Objectif 1:
Dans le chapitre sur le noviciat, qui est présenté comme la vraie, la parfaite image de Notre-Seigneur ?
Objectif 2:
Comment se traduit en anglais cette phrase du chapitre sur le noviciat : « Dieu se révèle en toute simplicité, en toute vérité. » ?
Objectif 3:
Recopiez fidèlement, dans le chapitre sur le noviciat, tout ce qui va de « J'ai dit qu'il » jusqu'à « est comme Dieu. ».

Sélection:
------------------------------------------------------------

Chapitres pour les Oblats 1873-1899

      

Le noviciat et le vœu de pauvreté

Chapitre du 17 mars 1886

J'ai dit qu'il ne fallait pas attendre la profession pour pratiquer les vœux. Il faut s'exercer toujours et tendre toujours plus haut que le but. Il faut que pendant le noviciat les vœux soient plus parfaitement pratiqués qu'après la profession. On est dans la ferveur de sa vocation, on a des secours plus frais, plus abondants, plus neufs pour le novice. Il faut utiliser toutes ces ressources. Ce n'est pas que nous fassions grand cas des choses de l'imagination, des moyens de convention. Non, notre saint Fondateur est la vraie, la parfaite image de Notre-Seigneur. C'est ainsi qu'il faut être, il ne faut pas surfaire, monter notre imagination, faire de vaines suréminences, non. Ayons une estime extraordinaire pour ce que nous faisons au commencement pour l'humilité, la simplicité, la vérité, pour ce qui est en Dieu, ce qui est comme Dieu.

Voilà notre part, notre héritage, notre fonds, notre domaine. En dehors de là, n'admettons rien. Notre-Seigneur est venu sur la terre, il s'est révélé comme corps et comme âme, il a parlé, il a agi, il a voulu être notre modèle. Il faut bien comprendre cela. Il faut nous maintenir toujours dans cet ordre de choses-là, c'est vrai. Il ne faut pas chauffer l'imagination, la sensibilité des novices. C'est Dieu qui doit tout faire, et Dieu est vérité. C'est une chose immense que cela. Remercions bien le bon Dieu de cette simplicité qui est notre vie, de cette vérité. Il n'y a pas à nous dédoubler, à faire voir à celui-ci une chose, à celui-là une autre. Dieu se révèle en toute simplicité, en toute vérité. Il n'y a pas besoin d'une profonde théologie dans la direction des âmes, de rechercher la science, des moyens extraordinaires, des ressources inattendues. Prêchons le Sauveur comme faisait notre saint Fondateur. Prêchons l'enseignement de l'Eglise, et la grâce de Notre-Seigneur sera avec nous, qui fera fructifier cette semence, car elle est sincère et véritable. Voilà notre esprit, voilà l’esprit du noviciat.

------------------------------------------------------------

Extrait des données:
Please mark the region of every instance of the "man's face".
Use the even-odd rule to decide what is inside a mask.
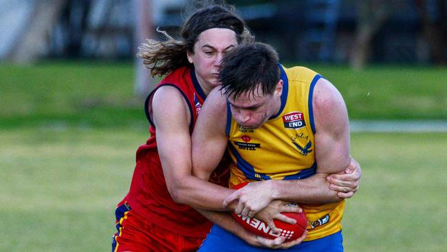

------------------------------------------------------------

Réponse correcte 1:
Notre saint Fondateur.

Réponse correcte 2:
God reveals himself in all simplicity, in all truth.

Réponse correcte 3:
J'ai dit qu'il ne fallait pas attendre la profession pour pratiquer les vœux. Il faut s'exercer toujours et tendre toujours plus haut que le but. Il faut que pendant le noviciat les vœux soient plus parfaitement pratiqués qu'après la profession. On est dans la ferveur de sa vocation, on a des secours plus frais, plus abondants, plus neufs pour le novice. Il faut utiliser toutes ces ressources. Ce n'est pas que nous fassions grand cas des choses de l'imagination, des moyens de convention. Non, notre saint Fondateur est la vraie, la parfaite image de Notre-Seigneur. C'est ainsi qu'il faut être, il ne faut pas surfaire, monter notre imagination, faire de vaines suréminences, non. Ayons une estime extraordinaire pour ce que nous faisons au commencement pour l'humilité, la simplicité, la vérité, pour ce qui est en Dieu, ce qui est comme Dieu.